- Work to complete -
Would it be possible to write out each entry below exactly, without the pictures?

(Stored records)
********************

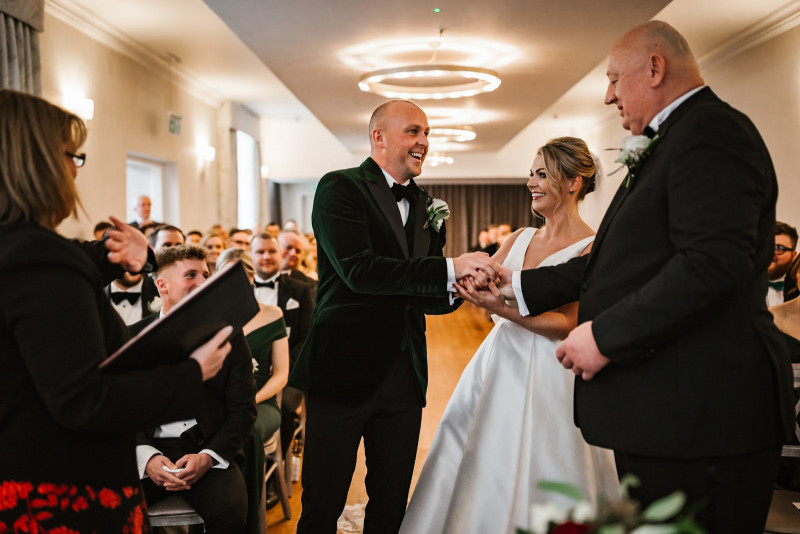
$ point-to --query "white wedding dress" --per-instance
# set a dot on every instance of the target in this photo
(508, 425)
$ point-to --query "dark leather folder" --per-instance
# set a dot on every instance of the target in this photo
(225, 299)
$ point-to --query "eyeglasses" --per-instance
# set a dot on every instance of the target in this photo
(78, 159)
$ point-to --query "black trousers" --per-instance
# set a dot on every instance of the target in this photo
(389, 421)
(219, 497)
(731, 494)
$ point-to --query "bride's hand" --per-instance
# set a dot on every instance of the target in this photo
(489, 298)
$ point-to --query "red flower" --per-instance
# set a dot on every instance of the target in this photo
(80, 504)
(571, 527)
(109, 498)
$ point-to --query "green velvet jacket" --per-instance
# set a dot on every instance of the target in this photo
(373, 291)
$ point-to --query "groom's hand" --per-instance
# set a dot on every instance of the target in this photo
(580, 353)
(479, 265)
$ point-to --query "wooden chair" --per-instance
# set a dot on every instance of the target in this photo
(175, 511)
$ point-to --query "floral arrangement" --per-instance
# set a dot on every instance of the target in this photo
(621, 517)
(437, 212)
(635, 149)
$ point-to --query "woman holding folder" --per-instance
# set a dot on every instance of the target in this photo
(66, 428)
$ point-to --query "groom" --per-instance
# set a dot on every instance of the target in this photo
(364, 363)
(680, 368)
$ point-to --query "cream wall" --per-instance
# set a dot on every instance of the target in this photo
(131, 107)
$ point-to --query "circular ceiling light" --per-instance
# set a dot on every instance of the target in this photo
(434, 159)
(456, 134)
(426, 82)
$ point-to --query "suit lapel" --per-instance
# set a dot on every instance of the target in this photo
(376, 184)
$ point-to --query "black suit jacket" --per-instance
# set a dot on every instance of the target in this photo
(297, 319)
(227, 411)
(149, 292)
(675, 287)
(56, 326)
(373, 291)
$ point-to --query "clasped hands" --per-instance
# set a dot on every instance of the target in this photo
(487, 284)
(192, 468)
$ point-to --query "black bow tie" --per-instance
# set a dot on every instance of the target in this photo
(408, 192)
(118, 296)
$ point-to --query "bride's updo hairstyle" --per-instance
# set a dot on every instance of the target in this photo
(565, 158)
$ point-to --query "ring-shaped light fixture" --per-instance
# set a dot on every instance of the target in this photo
(454, 134)
(476, 80)
(434, 159)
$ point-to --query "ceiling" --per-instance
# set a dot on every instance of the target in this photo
(295, 58)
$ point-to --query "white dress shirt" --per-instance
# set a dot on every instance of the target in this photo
(171, 430)
(130, 313)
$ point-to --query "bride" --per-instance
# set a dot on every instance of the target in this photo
(509, 423)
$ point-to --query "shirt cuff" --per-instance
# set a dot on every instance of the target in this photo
(451, 275)
(143, 455)
(516, 285)
(220, 462)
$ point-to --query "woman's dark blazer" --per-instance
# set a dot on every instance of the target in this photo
(61, 419)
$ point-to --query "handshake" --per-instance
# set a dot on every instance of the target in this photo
(481, 280)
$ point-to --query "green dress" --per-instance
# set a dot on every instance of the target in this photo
(268, 420)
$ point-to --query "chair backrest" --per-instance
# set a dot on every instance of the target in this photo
(173, 511)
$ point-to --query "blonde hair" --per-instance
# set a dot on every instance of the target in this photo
(236, 253)
(564, 159)
(36, 184)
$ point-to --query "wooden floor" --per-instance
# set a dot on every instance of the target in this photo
(452, 340)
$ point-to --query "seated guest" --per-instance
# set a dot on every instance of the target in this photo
(142, 210)
(100, 229)
(134, 297)
(166, 235)
(785, 253)
(194, 237)
(199, 458)
(269, 344)
(239, 237)
(214, 244)
(294, 298)
(293, 249)
(68, 428)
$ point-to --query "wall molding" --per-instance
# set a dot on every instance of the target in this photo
(88, 24)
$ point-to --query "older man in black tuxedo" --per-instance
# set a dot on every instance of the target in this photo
(364, 364)
(199, 458)
(679, 366)
(295, 299)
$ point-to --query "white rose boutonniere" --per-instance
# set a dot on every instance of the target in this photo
(155, 305)
(437, 212)
(635, 149)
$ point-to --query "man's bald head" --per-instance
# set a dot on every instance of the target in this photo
(649, 67)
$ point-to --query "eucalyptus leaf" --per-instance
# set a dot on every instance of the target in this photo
(568, 490)
(665, 507)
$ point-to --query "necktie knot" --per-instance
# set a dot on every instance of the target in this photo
(118, 297)
(409, 192)
(777, 285)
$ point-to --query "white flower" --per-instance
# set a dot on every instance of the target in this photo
(155, 305)
(583, 512)
(541, 515)
(438, 211)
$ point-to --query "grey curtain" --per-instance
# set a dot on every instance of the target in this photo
(474, 207)
(20, 23)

********************

- Response to the task -
$ point-to --query "white wedding dress" --per-instance
# set a dot on every instance of the target in this photo
(508, 425)
$ point-to --query "dark leather folder" --per-instance
# set a dot on every instance of the target in this photo
(225, 299)
$ point-to --query "eyeglasses" --per-instance
# set a dot on every instance of the target in this photo
(78, 159)
$ point-to --query "black trousers" --per-instance
# set a dot on every instance of the target in this photo
(389, 421)
(219, 497)
(731, 494)
$ point-to --query "bride's hand" --per-instance
# set a dot on every instance of the target in this photo
(489, 298)
$ point-to --query "red flower" --per-instance
# set a dot on every instance of the target in this photo
(80, 504)
(571, 527)
(109, 498)
$ point-to --query "green velvet jacket" --per-instance
# set a dot on every instance of the target in this photo
(373, 291)
$ point-to --query "groom's hand" --per-instance
# set a dot on every instance of the target in this photo
(580, 353)
(479, 265)
$ point-to --query "wooden chair" --per-instance
# set a dot on every instance of the target in this photo
(175, 511)
$ point-to --query "floral arrangement" --per-instance
# set a dot on every instance of the target in this photo
(621, 517)
(437, 212)
(635, 149)
$ point-to --query "woman holding folder" --per-instance
# set a dot on every instance of the target in this photo
(66, 428)
$ point-to --query "groom" --per-instance
# set a dot on every instance of the target in this photo
(364, 363)
(680, 368)
$ point-to --query "cream wall" --per-instance
# set a dot on every instance of the target in this photo
(131, 107)
$ point-to --query "circular ceiling light" --per-instance
# set a dot on every instance of the target in this photo
(434, 159)
(456, 134)
(426, 82)
$ point-to --query "suit lapel" --per-instance
# set a dot on every instance of the target in this photo
(376, 184)
$ point-to --query "black suit jacket" --per-instance
# set a dot on every instance of the target in this photo
(297, 319)
(227, 411)
(149, 292)
(675, 287)
(56, 326)
(373, 291)
$ point-to --query "clasped hands" --per-instance
# set a dot on every instance of the target in this photo
(487, 284)
(192, 468)
$ point-to --query "black bow tie" --per-instance
# set a dot on every instance of the target in this photo
(408, 192)
(118, 296)
$ point-to --query "bride's updo hairstyle" --per-instance
# set a dot on every instance of the target in this photo
(565, 158)
$ point-to --query "ring-shaped light fixture" --per-instance
# set a dot on every instance of the target in this photo
(454, 134)
(476, 80)
(434, 159)
$ point-to --query "ceiling" --per-instance
# set a dot on every instance of the target in this photo
(295, 58)
$ point-to --query "white dress shirt" --per-instance
# set a dot on every instance of the target in this photo
(171, 430)
(130, 313)
$ point-to --query "bride" --per-instance
# set a dot on every instance of the target in this photo
(509, 423)
$ point-to --query "shirt cuff" --per-instance
# set a dot on every instance of the target in this photo
(451, 275)
(143, 455)
(516, 285)
(220, 462)
$ point-to --query "woman's dark blazer" --per-instance
# set a dot on every instance of the target in this photo
(61, 419)
$ point-to --query "handshake" --per-instance
# set a dot on every instance of the target in this photo
(481, 280)
$ point-to --query "green dress" --per-instance
# set a dot on every instance of the target in this photo
(268, 420)
$ point-to --query "chair backrest" --per-instance
# set a dot on every instance of the target in this photo
(173, 511)
$ point-to --query "blonde hair" --per-instance
# set a dot on every instance of the target in this photo
(236, 253)
(564, 159)
(36, 184)
$ point-to --query "wooden floor" --per-instance
# set a dot on every instance of the target in this photo
(452, 340)
$ point-to --query "seated guest" --per-instance
# set a dot on every instance of the target in this photo
(142, 210)
(100, 229)
(134, 297)
(166, 235)
(785, 253)
(194, 237)
(199, 458)
(269, 344)
(239, 237)
(214, 244)
(294, 298)
(293, 249)
(68, 428)
$ point-to --query "wall molding" --per-instance
# set a dot on every instance of the target in this photo
(88, 24)
$ point-to --query "older man in black tuxedo" --per-instance
# set a dot on every instance of the target in this photo
(364, 364)
(199, 458)
(679, 366)
(295, 299)
$ point-to --query "white rose boutonniere" --per-instance
# set a dot on every instance of the target in this photo
(155, 305)
(437, 212)
(635, 149)
$ point-to --query "man's bald head" --per-instance
# set a dot on every instance of the target in this photo
(649, 67)
$ point-to --query "eucalyptus leaf" --per-instance
# set a dot on every instance of the target in this photo
(568, 490)
(665, 507)
$ point-to --query "necktie knot" --per-instance
# set a dot on every instance of the target in this photo
(118, 297)
(409, 192)
(777, 285)
$ point-to --query "white flower" --per-instance
# set a dot on every instance of the target in this photo
(155, 305)
(583, 512)
(541, 515)
(438, 211)
$ point-to --query "grey curtain" --per-instance
# set a dot on every instance of the target in this photo
(474, 207)
(20, 23)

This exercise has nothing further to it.